• 取り組む課題: オペラの06/07シーズンの成果を扱った文章を、示されている最後の文の後から書き継ぐこと。

• 抜粋:
================================
来住 千保美 Chiomi Kishi
第281回定期プログラムより
(2007年11月19日)

23. 『オペラ、06/07シーズンの成果』

 1年前、このページで権威ある国際的月刊オペラ専門誌『オーパンヴェルト』の06年年鑑をご紹介しました。今年も先頃、07年の年鑑が出ました。この中で、ドイツ内外50人の批評家に尋ねた『06/07シーズンの成果』のアンケート結果も発表されました。このアンケートの対象となった上演作品等は06年7月3日から07年7月1日までです。

 アンケート調査の対象は<オペラ劇場>、<世界初演作品>、<発掘上演作品>、<一般上演>、<演出/演出家>、<ステージ美術>、<衣裳>、<指揮者>、<歌手>、<期待される芸術家>、<オーケストラ>、<コーラス>、<関係書籍>、<録音/映像>、そしてネガティヴな<最悪の出来事>となっています。
================================
データセットのエントリ
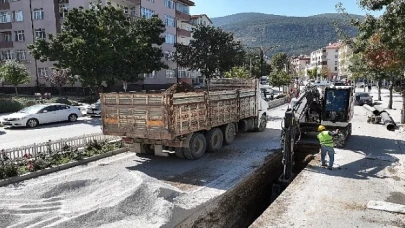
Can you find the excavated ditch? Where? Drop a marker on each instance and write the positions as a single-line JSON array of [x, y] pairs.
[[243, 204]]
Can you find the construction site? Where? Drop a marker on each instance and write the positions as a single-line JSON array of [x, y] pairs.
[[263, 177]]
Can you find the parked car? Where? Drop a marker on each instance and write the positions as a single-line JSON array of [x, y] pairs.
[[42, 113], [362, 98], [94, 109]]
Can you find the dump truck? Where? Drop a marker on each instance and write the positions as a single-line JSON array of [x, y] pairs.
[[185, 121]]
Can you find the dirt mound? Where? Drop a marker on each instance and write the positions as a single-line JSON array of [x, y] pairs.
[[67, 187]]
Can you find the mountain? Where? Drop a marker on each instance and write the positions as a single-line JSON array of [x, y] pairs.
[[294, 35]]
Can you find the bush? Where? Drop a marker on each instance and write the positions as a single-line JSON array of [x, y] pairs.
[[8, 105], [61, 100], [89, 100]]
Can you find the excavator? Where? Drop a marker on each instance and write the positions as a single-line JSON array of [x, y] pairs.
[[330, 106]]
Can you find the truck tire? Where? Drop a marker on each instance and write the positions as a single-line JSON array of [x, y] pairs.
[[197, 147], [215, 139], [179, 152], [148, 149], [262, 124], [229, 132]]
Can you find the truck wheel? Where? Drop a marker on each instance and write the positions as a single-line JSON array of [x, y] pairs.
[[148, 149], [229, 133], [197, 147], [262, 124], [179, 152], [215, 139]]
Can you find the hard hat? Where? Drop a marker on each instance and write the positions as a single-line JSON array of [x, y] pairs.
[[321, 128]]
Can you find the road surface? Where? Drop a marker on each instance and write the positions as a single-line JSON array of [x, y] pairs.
================================
• 期待される出力:
 今年<最優秀オペラ劇場>に選ばれたのはブレーメン市立劇場とベルリン・コーミッシェ・オーパーです。

 ブレーメンが選ばれた理由は、先シーズンまで13年間にわたって支配人を務めたクラウス・ピアヴォスの仕事の成果です。同オペラは芸術に無理解な政治家たちによって、常に存続の危機にさらされてきました。ピアヴォスは政治の力から劇場を守っただけではなく、質の高い上演を続けてきました。在任中に11作品の世界初演、そして13の20世紀作品を上演しました。現代作品上演を嫌うオペラ観客が多い中でこれは大英断です。しかし勇気と質の高さは人々を魅きつけるものです。また現在スター演出家の一人となったクリストフ・ロイなどの才能を早くから認め、育てたことも彼の功績として評価されました。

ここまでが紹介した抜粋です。